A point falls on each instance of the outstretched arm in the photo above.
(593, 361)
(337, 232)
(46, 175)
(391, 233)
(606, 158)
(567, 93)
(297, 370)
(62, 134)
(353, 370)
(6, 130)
-=-=-
TASK GOAL :: Write out all of the records word for word.

RESULT OF THIS TASK ::
A point falls on each instance of the outstretched arm in the photo above.
(593, 361)
(337, 232)
(46, 175)
(391, 233)
(606, 158)
(567, 93)
(297, 370)
(62, 134)
(353, 370)
(6, 130)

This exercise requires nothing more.